Given information:
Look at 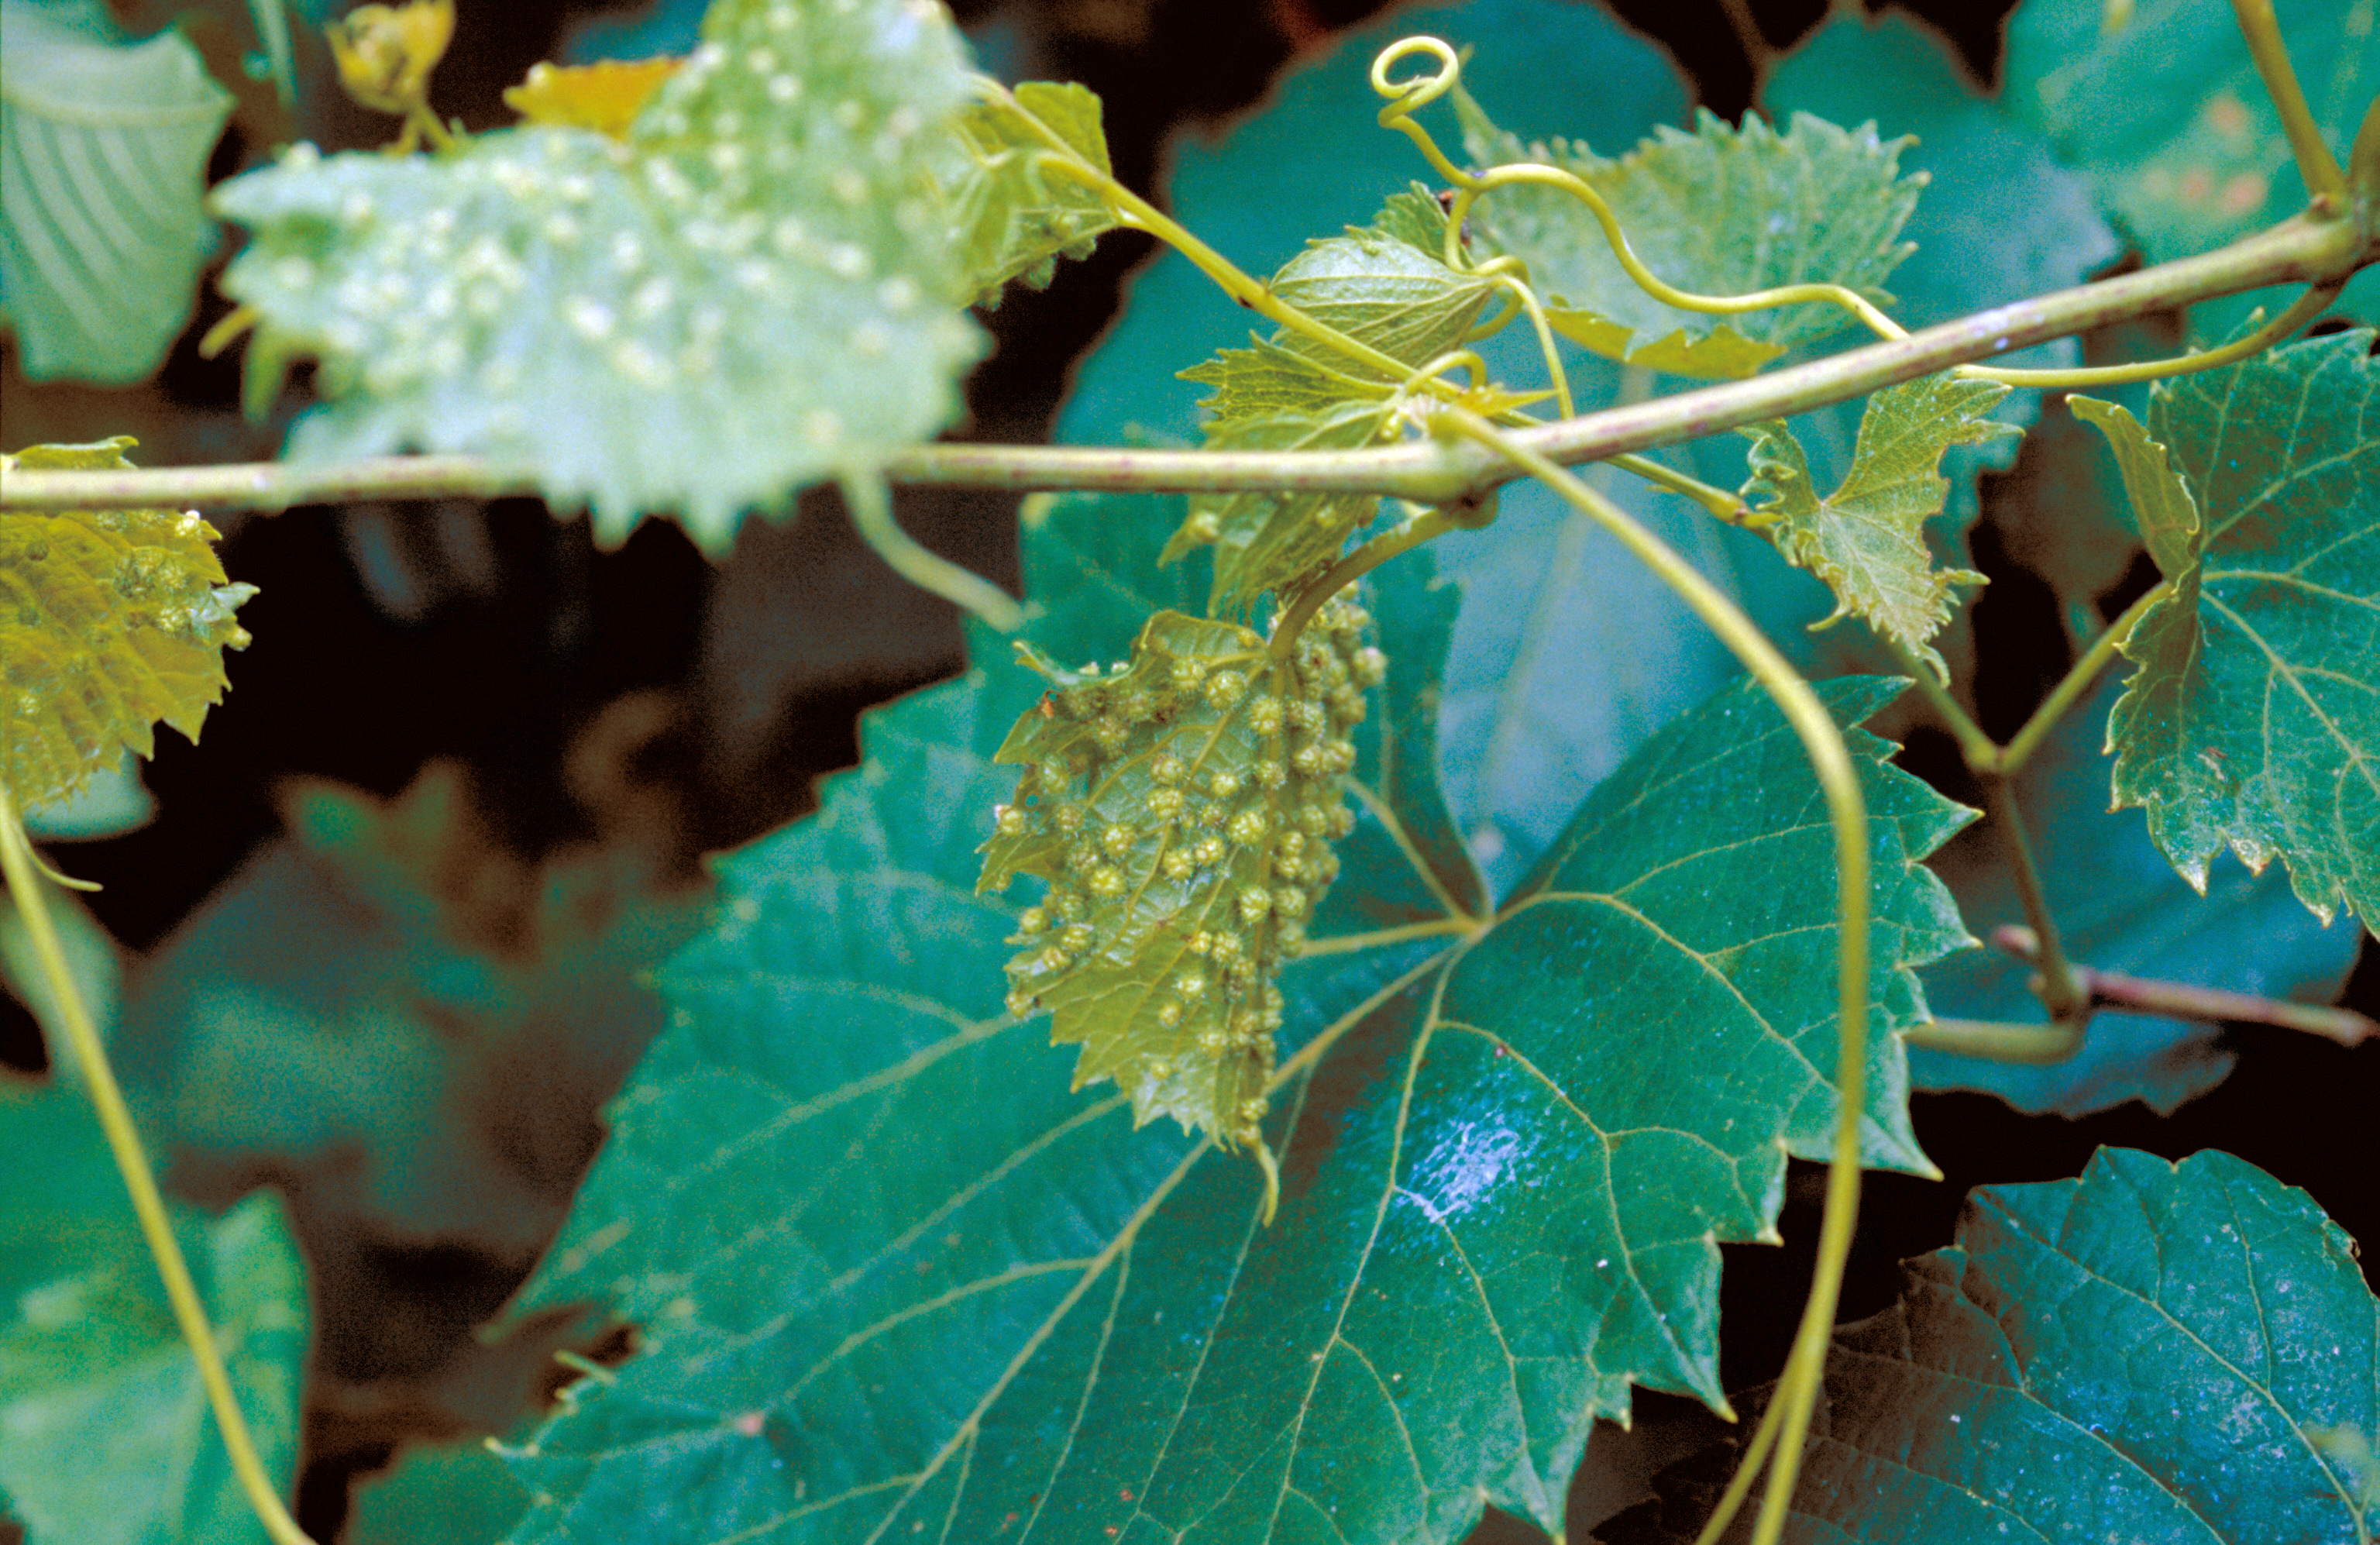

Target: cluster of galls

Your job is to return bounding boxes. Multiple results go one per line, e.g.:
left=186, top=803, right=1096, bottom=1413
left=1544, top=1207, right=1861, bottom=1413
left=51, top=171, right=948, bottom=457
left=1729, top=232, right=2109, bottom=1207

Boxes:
left=978, top=599, right=1387, bottom=1152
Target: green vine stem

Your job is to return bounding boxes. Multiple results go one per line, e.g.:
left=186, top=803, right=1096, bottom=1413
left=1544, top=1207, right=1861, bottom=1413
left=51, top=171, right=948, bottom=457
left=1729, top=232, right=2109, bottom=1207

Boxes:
left=5, top=202, right=2360, bottom=518
left=0, top=788, right=318, bottom=1545
left=2227, top=0, right=2349, bottom=204
left=1955, top=278, right=2343, bottom=390
left=1439, top=409, right=1872, bottom=1545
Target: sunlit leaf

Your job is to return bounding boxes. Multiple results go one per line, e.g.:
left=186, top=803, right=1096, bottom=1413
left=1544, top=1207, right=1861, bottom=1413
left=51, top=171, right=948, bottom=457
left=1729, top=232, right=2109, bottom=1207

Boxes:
left=2105, top=328, right=2380, bottom=932
left=1171, top=189, right=1497, bottom=611
left=981, top=600, right=1380, bottom=1151
left=1601, top=1148, right=2380, bottom=1545
left=0, top=0, right=233, bottom=384
left=1456, top=98, right=1923, bottom=378
left=1739, top=373, right=2007, bottom=673
left=0, top=438, right=255, bottom=814
left=944, top=81, right=1121, bottom=303
left=212, top=0, right=984, bottom=552
left=0, top=1075, right=308, bottom=1545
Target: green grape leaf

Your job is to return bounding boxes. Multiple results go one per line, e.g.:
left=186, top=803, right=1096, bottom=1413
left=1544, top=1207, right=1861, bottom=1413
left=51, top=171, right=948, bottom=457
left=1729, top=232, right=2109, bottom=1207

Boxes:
left=2106, top=328, right=2380, bottom=932
left=0, top=438, right=256, bottom=814
left=1170, top=190, right=1498, bottom=611
left=349, top=1436, right=530, bottom=1545
left=0, top=1076, right=309, bottom=1545
left=1600, top=1148, right=2379, bottom=1545
left=1455, top=99, right=1923, bottom=378
left=497, top=474, right=1972, bottom=1543
left=944, top=81, right=1121, bottom=304
left=2068, top=393, right=2197, bottom=578
left=1738, top=373, right=2008, bottom=673
left=982, top=600, right=1380, bottom=1152
left=2005, top=0, right=2380, bottom=339
left=1917, top=679, right=2361, bottom=1117
left=212, top=0, right=983, bottom=552
left=0, top=0, right=233, bottom=384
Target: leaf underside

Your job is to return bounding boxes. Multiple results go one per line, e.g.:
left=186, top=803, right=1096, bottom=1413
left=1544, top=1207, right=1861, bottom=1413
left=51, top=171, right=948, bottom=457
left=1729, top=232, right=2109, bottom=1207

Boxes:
left=0, top=439, right=255, bottom=813
left=497, top=485, right=1974, bottom=1545
left=0, top=2, right=232, bottom=384
left=2106, top=328, right=2380, bottom=933
left=946, top=80, right=1122, bottom=303
left=1601, top=1148, right=2380, bottom=1545
left=1739, top=372, right=2008, bottom=673
left=1171, top=188, right=1498, bottom=611
left=1457, top=100, right=1923, bottom=378
left=212, top=0, right=985, bottom=552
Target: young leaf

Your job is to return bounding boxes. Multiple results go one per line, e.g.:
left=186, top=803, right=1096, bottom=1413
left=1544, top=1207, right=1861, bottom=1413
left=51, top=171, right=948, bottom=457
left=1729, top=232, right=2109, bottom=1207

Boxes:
left=0, top=1075, right=310, bottom=1545
left=1455, top=99, right=1923, bottom=378
left=2106, top=328, right=2380, bottom=932
left=982, top=600, right=1380, bottom=1151
left=1917, top=680, right=2360, bottom=1117
left=212, top=0, right=984, bottom=552
left=944, top=81, right=1122, bottom=303
left=1601, top=1148, right=2380, bottom=1545
left=2067, top=393, right=2196, bottom=578
left=1738, top=373, right=2007, bottom=674
left=0, top=438, right=256, bottom=814
left=0, top=0, right=234, bottom=384
left=497, top=483, right=1973, bottom=1544
left=1165, top=190, right=1498, bottom=611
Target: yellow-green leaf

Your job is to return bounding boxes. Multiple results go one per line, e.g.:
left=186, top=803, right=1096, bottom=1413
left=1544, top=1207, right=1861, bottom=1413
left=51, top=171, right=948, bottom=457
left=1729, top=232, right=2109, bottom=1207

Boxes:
left=1738, top=373, right=2009, bottom=673
left=0, top=438, right=255, bottom=813
left=982, top=597, right=1382, bottom=1149
left=2067, top=393, right=2198, bottom=580
left=945, top=80, right=1122, bottom=304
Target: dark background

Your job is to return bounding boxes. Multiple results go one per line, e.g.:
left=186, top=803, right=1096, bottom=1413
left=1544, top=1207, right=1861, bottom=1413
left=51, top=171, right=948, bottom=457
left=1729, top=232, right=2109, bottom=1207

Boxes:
left=2, top=1, right=2371, bottom=1540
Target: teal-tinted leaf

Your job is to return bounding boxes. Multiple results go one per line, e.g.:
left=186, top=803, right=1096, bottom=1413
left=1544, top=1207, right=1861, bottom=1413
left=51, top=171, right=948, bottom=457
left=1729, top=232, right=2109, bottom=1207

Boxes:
left=212, top=0, right=983, bottom=552
left=946, top=81, right=1120, bottom=303
left=0, top=1078, right=309, bottom=1545
left=2107, top=328, right=2380, bottom=931
left=1917, top=680, right=2361, bottom=1117
left=350, top=1436, right=529, bottom=1545
left=0, top=0, right=233, bottom=384
left=1601, top=1148, right=2379, bottom=1545
left=2069, top=391, right=2198, bottom=577
left=498, top=479, right=1970, bottom=1542
left=1738, top=373, right=2007, bottom=673
left=243, top=0, right=294, bottom=108
left=1455, top=100, right=1923, bottom=378
left=2004, top=0, right=2380, bottom=339
left=1171, top=191, right=1497, bottom=610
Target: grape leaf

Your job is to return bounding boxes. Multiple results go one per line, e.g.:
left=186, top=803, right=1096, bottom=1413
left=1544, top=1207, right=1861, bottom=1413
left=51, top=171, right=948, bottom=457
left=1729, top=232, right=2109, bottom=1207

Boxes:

Problem details: What must be returned is only the number of lines in the records that hold the word "green".

Solution for this task: 3